### Data for this exercise
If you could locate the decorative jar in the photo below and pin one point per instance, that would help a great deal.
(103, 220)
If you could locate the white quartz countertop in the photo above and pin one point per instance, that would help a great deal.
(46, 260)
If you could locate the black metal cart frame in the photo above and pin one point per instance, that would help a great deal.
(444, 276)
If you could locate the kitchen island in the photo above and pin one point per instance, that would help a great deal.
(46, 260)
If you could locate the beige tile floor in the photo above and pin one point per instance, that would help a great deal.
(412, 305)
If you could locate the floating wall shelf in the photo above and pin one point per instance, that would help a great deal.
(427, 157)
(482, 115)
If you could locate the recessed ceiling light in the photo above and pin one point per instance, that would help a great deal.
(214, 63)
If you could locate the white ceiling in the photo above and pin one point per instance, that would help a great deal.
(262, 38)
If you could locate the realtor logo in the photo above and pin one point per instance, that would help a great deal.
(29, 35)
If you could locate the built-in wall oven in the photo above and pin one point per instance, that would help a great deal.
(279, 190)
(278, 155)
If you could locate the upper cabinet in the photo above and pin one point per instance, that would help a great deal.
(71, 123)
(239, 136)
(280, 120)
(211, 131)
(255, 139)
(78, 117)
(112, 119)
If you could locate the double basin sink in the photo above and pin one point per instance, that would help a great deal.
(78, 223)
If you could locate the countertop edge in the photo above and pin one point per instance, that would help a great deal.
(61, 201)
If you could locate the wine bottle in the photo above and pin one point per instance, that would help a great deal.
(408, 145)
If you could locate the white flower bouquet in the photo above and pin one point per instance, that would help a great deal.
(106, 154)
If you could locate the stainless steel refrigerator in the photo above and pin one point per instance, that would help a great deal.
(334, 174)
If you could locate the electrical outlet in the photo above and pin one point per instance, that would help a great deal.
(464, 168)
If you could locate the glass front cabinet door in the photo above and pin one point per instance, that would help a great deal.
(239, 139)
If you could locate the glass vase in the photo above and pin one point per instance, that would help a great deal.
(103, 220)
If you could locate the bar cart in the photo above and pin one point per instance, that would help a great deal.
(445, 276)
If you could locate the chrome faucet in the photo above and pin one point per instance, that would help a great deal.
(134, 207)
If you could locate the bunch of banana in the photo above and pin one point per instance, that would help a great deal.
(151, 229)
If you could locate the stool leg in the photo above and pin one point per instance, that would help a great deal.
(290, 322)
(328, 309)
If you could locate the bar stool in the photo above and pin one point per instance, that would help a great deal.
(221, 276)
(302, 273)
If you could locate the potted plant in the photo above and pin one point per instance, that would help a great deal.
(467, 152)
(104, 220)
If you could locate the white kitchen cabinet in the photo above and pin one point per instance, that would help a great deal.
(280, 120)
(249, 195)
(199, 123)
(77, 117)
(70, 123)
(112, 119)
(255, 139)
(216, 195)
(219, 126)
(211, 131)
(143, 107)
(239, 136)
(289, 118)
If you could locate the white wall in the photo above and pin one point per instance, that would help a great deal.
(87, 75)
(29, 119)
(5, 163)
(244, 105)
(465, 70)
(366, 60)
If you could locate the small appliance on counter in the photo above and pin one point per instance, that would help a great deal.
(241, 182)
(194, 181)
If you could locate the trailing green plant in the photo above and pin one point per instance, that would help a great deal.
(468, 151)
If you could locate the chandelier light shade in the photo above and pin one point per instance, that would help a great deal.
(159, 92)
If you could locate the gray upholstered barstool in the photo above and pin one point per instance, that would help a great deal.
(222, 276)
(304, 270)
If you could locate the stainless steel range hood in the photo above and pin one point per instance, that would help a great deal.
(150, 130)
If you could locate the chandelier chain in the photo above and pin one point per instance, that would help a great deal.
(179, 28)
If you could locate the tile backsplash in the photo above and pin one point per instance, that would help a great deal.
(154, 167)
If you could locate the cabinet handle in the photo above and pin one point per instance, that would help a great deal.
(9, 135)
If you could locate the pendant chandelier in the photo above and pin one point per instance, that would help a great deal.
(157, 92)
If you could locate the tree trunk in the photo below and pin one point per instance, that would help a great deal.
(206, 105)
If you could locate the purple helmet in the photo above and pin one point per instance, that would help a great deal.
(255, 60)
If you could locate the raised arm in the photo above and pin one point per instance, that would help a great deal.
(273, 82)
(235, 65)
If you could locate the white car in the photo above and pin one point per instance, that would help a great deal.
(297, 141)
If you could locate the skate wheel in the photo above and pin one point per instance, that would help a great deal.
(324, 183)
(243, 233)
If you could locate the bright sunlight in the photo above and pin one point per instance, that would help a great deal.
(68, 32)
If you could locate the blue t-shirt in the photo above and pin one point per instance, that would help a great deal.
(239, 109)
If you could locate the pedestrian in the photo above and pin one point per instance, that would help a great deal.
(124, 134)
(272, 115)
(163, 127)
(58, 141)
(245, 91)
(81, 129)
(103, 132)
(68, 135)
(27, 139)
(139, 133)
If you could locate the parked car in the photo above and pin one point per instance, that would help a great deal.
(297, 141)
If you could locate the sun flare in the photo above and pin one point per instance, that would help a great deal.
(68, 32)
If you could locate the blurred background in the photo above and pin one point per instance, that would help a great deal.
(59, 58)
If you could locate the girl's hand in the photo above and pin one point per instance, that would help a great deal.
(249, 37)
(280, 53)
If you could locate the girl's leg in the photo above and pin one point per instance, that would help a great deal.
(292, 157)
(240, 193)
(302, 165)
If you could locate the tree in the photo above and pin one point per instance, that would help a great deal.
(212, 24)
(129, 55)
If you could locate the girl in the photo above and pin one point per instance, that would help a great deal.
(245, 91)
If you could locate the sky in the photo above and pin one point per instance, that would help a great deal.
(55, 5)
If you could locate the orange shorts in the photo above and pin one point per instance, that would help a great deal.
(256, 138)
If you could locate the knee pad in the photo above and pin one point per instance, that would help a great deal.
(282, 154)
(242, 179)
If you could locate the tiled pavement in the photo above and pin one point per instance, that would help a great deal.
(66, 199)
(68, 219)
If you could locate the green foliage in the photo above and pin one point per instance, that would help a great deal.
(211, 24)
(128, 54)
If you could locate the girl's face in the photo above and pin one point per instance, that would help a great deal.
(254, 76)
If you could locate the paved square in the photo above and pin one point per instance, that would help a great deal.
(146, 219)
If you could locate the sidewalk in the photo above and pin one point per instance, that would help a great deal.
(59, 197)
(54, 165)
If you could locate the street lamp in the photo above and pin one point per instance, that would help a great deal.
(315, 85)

--

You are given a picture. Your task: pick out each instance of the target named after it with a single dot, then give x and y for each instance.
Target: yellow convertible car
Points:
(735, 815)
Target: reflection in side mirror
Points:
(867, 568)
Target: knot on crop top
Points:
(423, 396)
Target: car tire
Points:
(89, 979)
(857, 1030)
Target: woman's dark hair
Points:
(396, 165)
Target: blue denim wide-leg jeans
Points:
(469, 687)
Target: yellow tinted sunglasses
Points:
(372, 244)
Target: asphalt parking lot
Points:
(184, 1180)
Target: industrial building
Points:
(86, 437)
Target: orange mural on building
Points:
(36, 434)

### Exercise
Each line that includes the string "building" should be copied from the data.

### Output for this task
Target: industrial building
Target: orange mural on building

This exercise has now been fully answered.